-------- Source document

What are we talking about when we talk about transaction in a distributed system

Background

Cloud-Native and Microservice are getting popular in recent days. With the increase of business needs and stability requirements, we will have multi regions, multi datacenters, multi countries, even multi planets deployments for all kinds of features - security isolation, multi-tenant - that makes a distributed system.

In the traditional system, we are using RDMS like MySQL to support this requirement. The classic MySQL cluster is a primary-secondary architecture that has one active primary node for RW and several secondary nodes replicate from the primary.

primary-secondary architecture

This centric architecture works well in a multi-region environment because the latency is low in one datacenter. Though with the service crossing multiple datacenters even continents, the latency from application to the primary becomes intolerable. The involvement of data storage is inevitable.

To solve the single primary issue, the architecture involved from central to distributed, there are tons of terms that emerged which some of them are confusing or overlap. Let's see some concepts and solutions in a real distributed system.

Transaction vs Consistency

Sometimes transaction and consistency are brought up together. But they are very different stuff in data storage.

Transaction

Transaction processing is information processing in computer science that is divided into individual, indivisible operations called transactions. Each transaction must succeed or fail as a complete unit; it can never be only partially complete.

Transaction is the term to describe the isolation for the storage, which reflects the serializability in a database like read uncommitted, read committed, repeatable read and snapshot, etc.

Transaction has NOTHING to do with the order of operations, which is a common misunderstanding.

----------------
-------- Data

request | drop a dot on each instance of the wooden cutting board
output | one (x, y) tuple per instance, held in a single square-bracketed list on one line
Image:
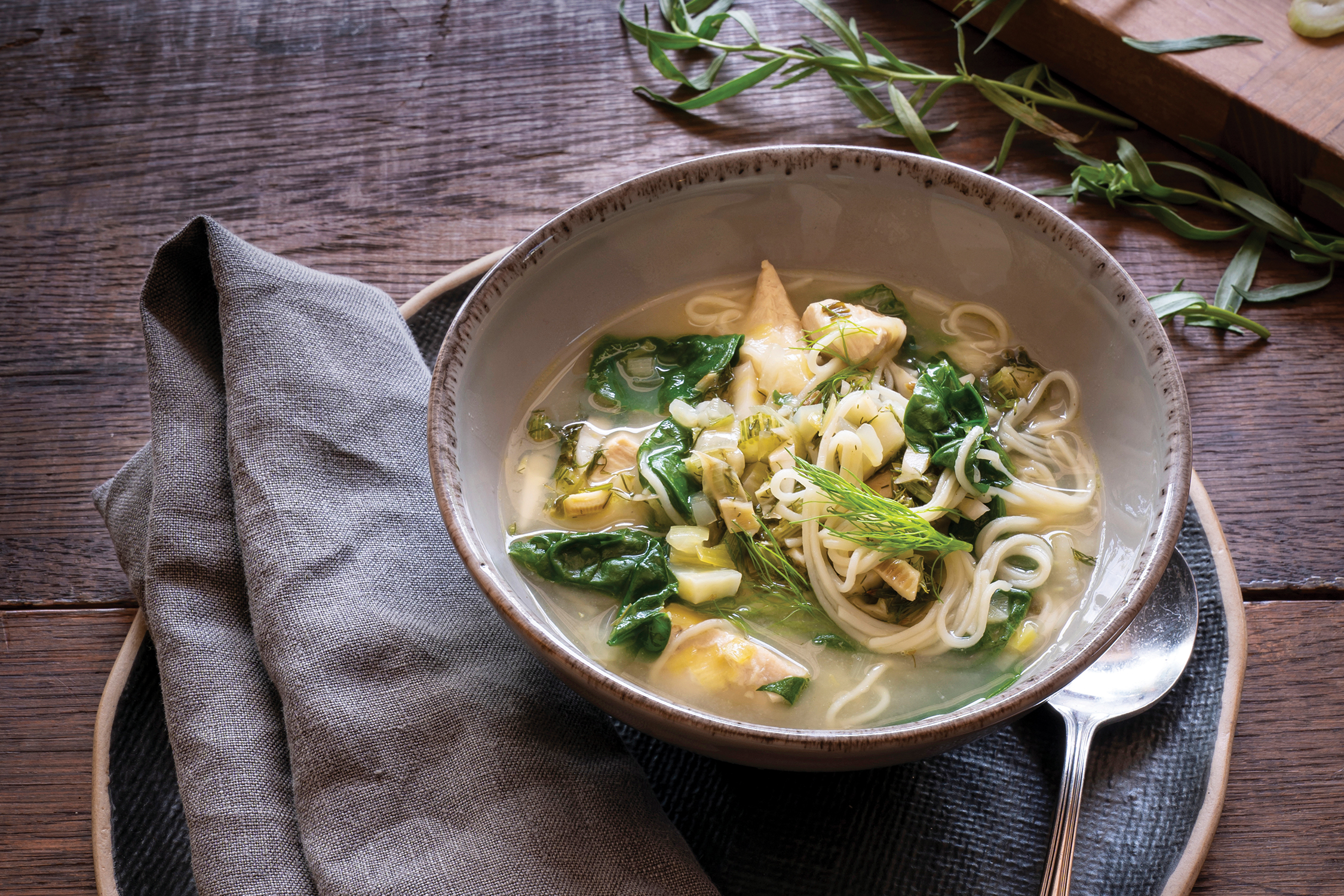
[(1278, 105)]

----------------

**Objective:**
Summarize the article on transactions in distributed systems in two sentences. The listing bears no relation to the text.

**Result of this task:**
Deployments spanning multiple regions and datacenters form distributed systems, and in them the latency from the application to the single primary of a classic MySQL primary-secondary cluster becomes intolerable. Transaction and consistency are very different matters in data storage: a transaction must succeed or fail as a complete, indivisible unit, describes the isolation of the storage, and has nothing to do with the order of operations.